→ **Questions**
a - Decide whether each statement agrees with the article on imaging neuronal activity in three dimensions. Answer yes or no for each, quoting the words of the article that settle it.
(i) Images from two-photon microscopy experiments are captured in two dimensions.
(ii) In the new technique, the spatial light modulator picks up the fluorescence of the chosen cells.
(iii) The new method can image two neurons firing together only when they lie close to each other.
b - Resume the article on imaging neuronal activity in three dimensions, starting after its final sentence.
START Selected extract
Seeing Neuronal Activity Simultaneously in Three Dimensions
Material below is adapted from the SfN Short Course Simultaneous Holographic Imaging of Neuronal Circuits in Three Dimensions, by Sean Quirin, PhD, et al. Short Courses are daylong scientific trainings on emerging neuroscience topics and research techniques held the day before SfN’s annual meeting.
Traditional microscopy techniques are limiting in that most only reflect two dimensions of a three-dimensional biological system. Optical imaging, such as two-photon microscopy to measure voltage-sensitive or calcium-sensitive dyes, is minimally invasive and has the resolution to study the individual cells that make up large neuronal networks. However, images from these experiments are captured in two dimensions; to collect data spanning a chunk of tissue, sequential images are scanned one at a time, losing any activity that occurs at the same time in different planes.
A new technique seeks to solve this problem by simultaneously collecting data in three dimensions. To achieve this, a conventional two-photon microscope first collects structural data (such as the location of cells), and then a hologram is generated to target regions of interest (such as active cells) in three-dimensional space. A spatial light modulator illuminates the chosen cells while a phase mask system simultaneously picks up their fluorescence. With the new method, two neurons firing together can be imaged together, even if they are spread apart.
END Selected extract
START Dataset content
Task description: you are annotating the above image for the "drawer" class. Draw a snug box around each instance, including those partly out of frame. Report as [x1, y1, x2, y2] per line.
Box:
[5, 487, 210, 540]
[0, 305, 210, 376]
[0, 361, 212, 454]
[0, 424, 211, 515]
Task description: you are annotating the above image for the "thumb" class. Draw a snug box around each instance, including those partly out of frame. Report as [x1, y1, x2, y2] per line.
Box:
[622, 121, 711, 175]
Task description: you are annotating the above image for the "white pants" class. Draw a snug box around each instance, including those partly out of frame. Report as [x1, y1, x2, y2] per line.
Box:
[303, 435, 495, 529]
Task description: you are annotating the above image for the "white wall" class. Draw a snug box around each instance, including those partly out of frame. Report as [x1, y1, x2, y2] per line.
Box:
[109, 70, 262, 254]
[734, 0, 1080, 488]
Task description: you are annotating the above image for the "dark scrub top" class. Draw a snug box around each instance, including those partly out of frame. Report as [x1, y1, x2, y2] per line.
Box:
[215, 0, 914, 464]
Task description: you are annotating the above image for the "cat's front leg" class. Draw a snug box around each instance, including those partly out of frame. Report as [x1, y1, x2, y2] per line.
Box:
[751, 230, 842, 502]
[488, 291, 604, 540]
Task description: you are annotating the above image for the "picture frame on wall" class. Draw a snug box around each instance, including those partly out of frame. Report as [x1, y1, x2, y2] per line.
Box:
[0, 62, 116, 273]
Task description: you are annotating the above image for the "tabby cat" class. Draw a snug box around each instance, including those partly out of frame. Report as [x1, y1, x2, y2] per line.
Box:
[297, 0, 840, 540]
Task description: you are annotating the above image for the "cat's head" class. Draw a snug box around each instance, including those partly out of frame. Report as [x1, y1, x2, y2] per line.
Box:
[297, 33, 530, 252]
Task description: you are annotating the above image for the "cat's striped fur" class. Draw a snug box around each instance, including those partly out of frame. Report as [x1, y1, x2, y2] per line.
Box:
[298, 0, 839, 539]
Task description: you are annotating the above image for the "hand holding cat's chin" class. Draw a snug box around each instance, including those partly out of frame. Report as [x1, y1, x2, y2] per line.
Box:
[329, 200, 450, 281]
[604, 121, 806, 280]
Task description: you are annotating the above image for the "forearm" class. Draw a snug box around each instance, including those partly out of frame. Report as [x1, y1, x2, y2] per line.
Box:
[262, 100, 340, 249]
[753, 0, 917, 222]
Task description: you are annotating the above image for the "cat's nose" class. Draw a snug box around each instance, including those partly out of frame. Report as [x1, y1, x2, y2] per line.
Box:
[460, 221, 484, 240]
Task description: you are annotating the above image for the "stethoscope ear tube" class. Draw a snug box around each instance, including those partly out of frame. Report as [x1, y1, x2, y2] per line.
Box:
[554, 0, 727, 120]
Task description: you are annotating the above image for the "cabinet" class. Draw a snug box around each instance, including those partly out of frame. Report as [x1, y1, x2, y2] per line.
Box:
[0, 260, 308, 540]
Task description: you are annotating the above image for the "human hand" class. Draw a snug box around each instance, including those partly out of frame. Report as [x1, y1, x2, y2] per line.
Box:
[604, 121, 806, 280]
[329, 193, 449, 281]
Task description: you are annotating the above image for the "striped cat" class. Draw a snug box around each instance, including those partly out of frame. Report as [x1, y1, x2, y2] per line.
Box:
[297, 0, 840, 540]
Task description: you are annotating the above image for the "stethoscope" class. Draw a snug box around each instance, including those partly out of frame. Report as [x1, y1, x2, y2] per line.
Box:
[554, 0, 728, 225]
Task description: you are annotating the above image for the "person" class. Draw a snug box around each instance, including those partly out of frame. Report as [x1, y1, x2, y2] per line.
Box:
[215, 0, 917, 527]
END Dataset content
→ **Answers for the tasks**
a -
(i) Yes: "images from these experiments are captured in two dimensions"
(ii) No: "A spatial light modulator illuminates the chosen cells while a phase mask system simultaneously picks up their fluorescence."
(iii) No: "two neurons firing together can be imaged together, even if they are spread apart."

b -
The capabilities of this system have been demonstrated both in vitro and in vivo. Using this technique in slices from the mouse dentate gyrus, individual cells were identified and imaged — a feat in and of itself in an area so densely packed with cells. No matter the cell’s location in three-dimensional space, calcium signals could be clearly separated and quantified. Thus, the technique could be used to visualize patterns of activity responsible for memory with unprecedented detail and precision.
This technique was also demonstrated in vivo in larval zebrafish. Using the two-photon, holographic approach, calcium dynamics were measured across the brain with enough precision and speed to make a three-dimensional map of synaptic activity, a first in these animals. However, this was possible in larval zebrafish because they are transparent, a convenience not true of most animals. This new imaging system is not yet optimized to image through layers of tissue because the light scatters too much. Imaging techniques are continuing to improve, though, and applying new strategies may remedy this problem soon.